> [Task item]: Every entry, from first to last, must be written out exactly.

Records from a data collection
● ● ●

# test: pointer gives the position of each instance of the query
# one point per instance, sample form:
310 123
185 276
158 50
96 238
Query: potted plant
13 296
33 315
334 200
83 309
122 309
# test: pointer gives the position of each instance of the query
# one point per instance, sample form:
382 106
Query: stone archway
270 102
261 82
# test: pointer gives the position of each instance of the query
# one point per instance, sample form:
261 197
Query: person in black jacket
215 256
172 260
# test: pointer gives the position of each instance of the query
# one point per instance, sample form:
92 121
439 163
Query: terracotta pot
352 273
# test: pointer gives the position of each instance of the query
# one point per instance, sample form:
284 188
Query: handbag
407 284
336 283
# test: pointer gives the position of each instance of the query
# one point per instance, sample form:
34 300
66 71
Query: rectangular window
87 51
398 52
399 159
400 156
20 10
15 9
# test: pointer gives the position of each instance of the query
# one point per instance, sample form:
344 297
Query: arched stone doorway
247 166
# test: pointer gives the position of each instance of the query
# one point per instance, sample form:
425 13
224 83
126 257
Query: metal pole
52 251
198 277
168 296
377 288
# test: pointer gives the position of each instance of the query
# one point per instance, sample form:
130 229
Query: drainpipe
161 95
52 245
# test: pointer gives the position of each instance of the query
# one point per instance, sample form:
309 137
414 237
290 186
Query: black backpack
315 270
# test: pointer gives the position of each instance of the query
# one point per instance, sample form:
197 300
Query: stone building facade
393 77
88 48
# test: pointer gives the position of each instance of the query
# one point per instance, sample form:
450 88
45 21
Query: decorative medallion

● ● ●

> [Exercise solution]:
# test: pointer gives the position of each instance of the query
# one point per instance, sample form:
310 123
185 276
158 50
96 238
Query: potted plant
13 296
33 315
334 200
83 309
122 309
# test: pointer gives the position of each instance of the query
# one point per instance, sample form:
382 106
Query: stone archway
270 102
261 82
# test: pointer gives the position of each instance of the query
# one point per instance, sample form:
261 197
Query: person in black jacket
215 256
172 260
# test: pointer gives the position of each instance of the query
# one point per instance, sample form:
92 121
439 163
Query: terracotta pot
352 273
# test: pointer gives the position of each instance of the query
# one point per instance, sample form:
284 188
Query: handbag
407 284
336 283
# test: pointer gives the position of each instance of the query
# one point per instance, sample form:
34 300
66 71
Query: rectangular window
87 51
398 52
399 159
400 156
20 10
15 9
# test: pointer gives the position of each instance of the query
# one point per instance, sample form:
344 297
Query: arched stone doorway
247 166
# test: pointer gives the position of each instance of the query
# one point per instance, sample form:
425 13
224 83
126 257
Query: metal pole
52 251
198 277
168 296
377 288
# test: pointer gives the position of each instance of the query
# one point per instance, sample form:
130 229
Query: drainpipe
161 95
52 245
# test: pointer gives the position of each instance of the query
# one point per instance, sample form:
309 137
414 237
290 186
Query: black backpack
315 270
# test: pointer gives the position of each instance of the query
# one point per instance, sample form:
197 300
Query: stone building facade
393 77
88 48
# test: pointer gives the position of each instance of the query
# one point per instance, sample form:
450 88
45 21
Query: decorative medallion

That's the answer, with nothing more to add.